_Required task:_ Could you resume the conflict resolution tips below, picking up right after their last sentence?

_Source extract:_
_ _ _ _ _ _ _
Tips on Conflict Resolution
We asked the Conflict Resolution Center of Baltimore County (CRCBC) to share a few tips for navigating these challenges. Here is what they shared.
Address the Conflict Directly
Make time to address the conflict directly with the person with whom you have the problem. One of the biggest misconceptions we have around conflict today is that venting is acceptable only among your family, friends and coworkers—so you are steeled to go into your heated conflict with a rigid composure. Being so focused on remaining relatively calm leads to both parties avoiding the reasoning and topics that underlie conflict. It is exactly these difficult or heated conversations you’re avoiding that hold the key to a resolution.
A true resolution comes from seeking to be understood and seeking to understand directly with the person involved with you in the conflict. You can certainly speak with your friends, but you also need to directly address the person you’re in conflict with—with the goal of working on understanding each other better.
Work on understanding the other person you are in conflict with. Ask open-ended questions to get a fuller picture of what’s going on for the other person in this dispute. Go into your conversation with curiosity, like an archaeologist uncovering new artifacts and asking how this new piece of information fits into the overall picture—not like a prosecutor who’s armed with evidence, ready to box someone into a corner.
Examples of open-ended questions, include:
● You said “x,”what do you mean by that?
● Can you tell me more about why “z” is important to you?
Be Clear About What You Need
Be clear about what you need from the situation. Most conflicts arise from miscommunication, which on its face, makes solving them seem easy. Many people think “I just need to communicate more,” but for conflicts you’re having trouble solving with your normal communication style, just doing more of the same isn’t going to advance the situation. Miscommunication tends to happen around both parties’ values and we don’t usually speak directly to values in everyday life. Say what you need in a way that is respectful to you and others. Remember, the goal is for you to be heard. It is not to slam other people or minimize your own needs.
_ _ _ _ _ _ _
_Records:_

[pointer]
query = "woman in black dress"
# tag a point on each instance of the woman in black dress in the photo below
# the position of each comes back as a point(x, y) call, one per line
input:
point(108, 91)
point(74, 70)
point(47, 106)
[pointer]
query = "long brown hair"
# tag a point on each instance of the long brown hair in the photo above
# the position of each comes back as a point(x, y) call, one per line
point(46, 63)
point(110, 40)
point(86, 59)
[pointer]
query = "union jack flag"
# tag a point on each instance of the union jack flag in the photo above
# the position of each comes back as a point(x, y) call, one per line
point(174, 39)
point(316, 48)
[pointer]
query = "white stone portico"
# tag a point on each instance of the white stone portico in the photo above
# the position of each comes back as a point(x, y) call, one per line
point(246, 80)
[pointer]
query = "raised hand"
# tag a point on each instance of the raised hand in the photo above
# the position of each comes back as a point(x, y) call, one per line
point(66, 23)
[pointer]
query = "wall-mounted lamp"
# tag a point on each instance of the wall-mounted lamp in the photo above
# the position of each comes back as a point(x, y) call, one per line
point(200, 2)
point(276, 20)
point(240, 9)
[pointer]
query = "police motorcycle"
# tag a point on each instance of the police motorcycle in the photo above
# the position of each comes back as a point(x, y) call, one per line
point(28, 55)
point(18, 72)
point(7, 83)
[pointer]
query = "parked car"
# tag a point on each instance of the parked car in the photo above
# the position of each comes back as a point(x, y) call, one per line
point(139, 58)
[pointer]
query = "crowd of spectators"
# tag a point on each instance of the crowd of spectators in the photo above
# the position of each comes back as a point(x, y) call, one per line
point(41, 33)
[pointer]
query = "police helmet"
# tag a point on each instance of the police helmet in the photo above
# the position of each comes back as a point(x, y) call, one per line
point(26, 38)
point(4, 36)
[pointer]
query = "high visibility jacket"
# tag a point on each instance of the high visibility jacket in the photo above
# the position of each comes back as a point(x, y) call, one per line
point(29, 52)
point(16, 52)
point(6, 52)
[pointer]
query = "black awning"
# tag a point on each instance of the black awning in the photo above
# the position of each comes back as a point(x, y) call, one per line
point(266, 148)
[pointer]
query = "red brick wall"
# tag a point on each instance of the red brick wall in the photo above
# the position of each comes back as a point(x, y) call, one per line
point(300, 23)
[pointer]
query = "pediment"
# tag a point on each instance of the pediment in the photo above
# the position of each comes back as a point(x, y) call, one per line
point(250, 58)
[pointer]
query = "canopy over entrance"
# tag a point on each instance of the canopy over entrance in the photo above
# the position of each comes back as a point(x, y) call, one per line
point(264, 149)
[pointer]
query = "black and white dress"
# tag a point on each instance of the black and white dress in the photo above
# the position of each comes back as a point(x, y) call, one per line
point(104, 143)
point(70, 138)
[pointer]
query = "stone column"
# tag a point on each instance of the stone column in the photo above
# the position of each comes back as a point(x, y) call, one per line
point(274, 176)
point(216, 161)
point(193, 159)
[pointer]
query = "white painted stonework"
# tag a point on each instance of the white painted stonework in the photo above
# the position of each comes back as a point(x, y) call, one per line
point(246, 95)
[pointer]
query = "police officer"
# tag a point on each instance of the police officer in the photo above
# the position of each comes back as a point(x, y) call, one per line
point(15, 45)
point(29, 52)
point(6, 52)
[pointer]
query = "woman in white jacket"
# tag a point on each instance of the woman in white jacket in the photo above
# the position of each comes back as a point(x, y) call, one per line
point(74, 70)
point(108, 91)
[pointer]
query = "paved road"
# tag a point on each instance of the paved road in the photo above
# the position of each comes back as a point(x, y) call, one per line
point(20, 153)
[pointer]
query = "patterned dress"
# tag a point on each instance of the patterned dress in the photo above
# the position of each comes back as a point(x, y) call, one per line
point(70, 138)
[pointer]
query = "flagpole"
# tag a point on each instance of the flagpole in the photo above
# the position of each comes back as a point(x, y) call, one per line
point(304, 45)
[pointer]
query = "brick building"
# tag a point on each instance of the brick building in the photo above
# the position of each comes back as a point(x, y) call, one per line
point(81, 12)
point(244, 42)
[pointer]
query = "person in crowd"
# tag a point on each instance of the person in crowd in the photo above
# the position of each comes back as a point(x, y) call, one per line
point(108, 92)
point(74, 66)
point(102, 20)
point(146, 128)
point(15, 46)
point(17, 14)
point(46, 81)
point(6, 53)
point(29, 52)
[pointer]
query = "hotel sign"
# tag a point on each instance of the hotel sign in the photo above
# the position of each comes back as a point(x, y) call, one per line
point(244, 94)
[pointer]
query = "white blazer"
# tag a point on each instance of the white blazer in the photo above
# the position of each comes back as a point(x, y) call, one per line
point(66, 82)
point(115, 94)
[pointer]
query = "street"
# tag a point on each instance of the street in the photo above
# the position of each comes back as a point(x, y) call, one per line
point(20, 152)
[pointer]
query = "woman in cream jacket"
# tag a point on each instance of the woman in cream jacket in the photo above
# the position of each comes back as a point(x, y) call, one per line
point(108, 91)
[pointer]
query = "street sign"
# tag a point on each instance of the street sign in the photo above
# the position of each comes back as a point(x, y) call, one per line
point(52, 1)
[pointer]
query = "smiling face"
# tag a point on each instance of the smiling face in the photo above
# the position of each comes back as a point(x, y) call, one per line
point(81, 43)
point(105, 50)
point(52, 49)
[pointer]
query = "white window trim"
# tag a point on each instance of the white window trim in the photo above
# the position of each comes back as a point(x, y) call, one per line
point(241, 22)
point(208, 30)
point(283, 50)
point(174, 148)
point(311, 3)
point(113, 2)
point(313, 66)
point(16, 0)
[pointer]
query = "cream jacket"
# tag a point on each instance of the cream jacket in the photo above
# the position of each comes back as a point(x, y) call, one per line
_ _ _ _ _ _ _
_Result of this task:_
An example of being clear about what you need might look like this: “I need my privacy [value]. I’m annoyed because I’ve said this a lot. I need you to knock before you come in.” This direct style of communication goes much further than “What on earth is your problem!?! Ever heard of knocking?”
Stay on Topic
Stay on topic. Oftentimes, you may find that issues come into the conversation that don’t directly pertain to the topic. Staying focused on the central issues to your dispute and not going off on tangents, helps to make things much less overwhelming and more manageable.
Lay Your Assumptions Out
Lay your assumptions out in the conversation. It helps to understand how you came to those conclusions, to help the other person understand where you’re coming from. They can either confirm you were correct, or help you understand what you’ve misunderstood, so you can move forward with a joint foundation to the discussion, and ultimately, resolution.
Examples of laying your assumptions out include:
● I assumed “x” because of “y” (i.e. our past history, something you said five days ago, the way you manage your vacation time, etc.). Is that how you think things will pan out?
● I assumed we’d resolve it this way because of “y.” What would doing it this way mean to you?
Having these types of conversations takes practice, but support is a call away. The CRCBC provides conflict resolution services at no-cost to community members who live and work in Baltimore County. If you need assistance, contact them to learn more about their Community Mediation, Community Conferencing and other restorative justice services and education. Feel free to reach out for help by calling 443-297-7897 or emailing firstname.lastname@example.org.
Here are some additional resources from our catalog as recommended by CRCBC:
“Difficult Conversations” by Douglas Stone, et al.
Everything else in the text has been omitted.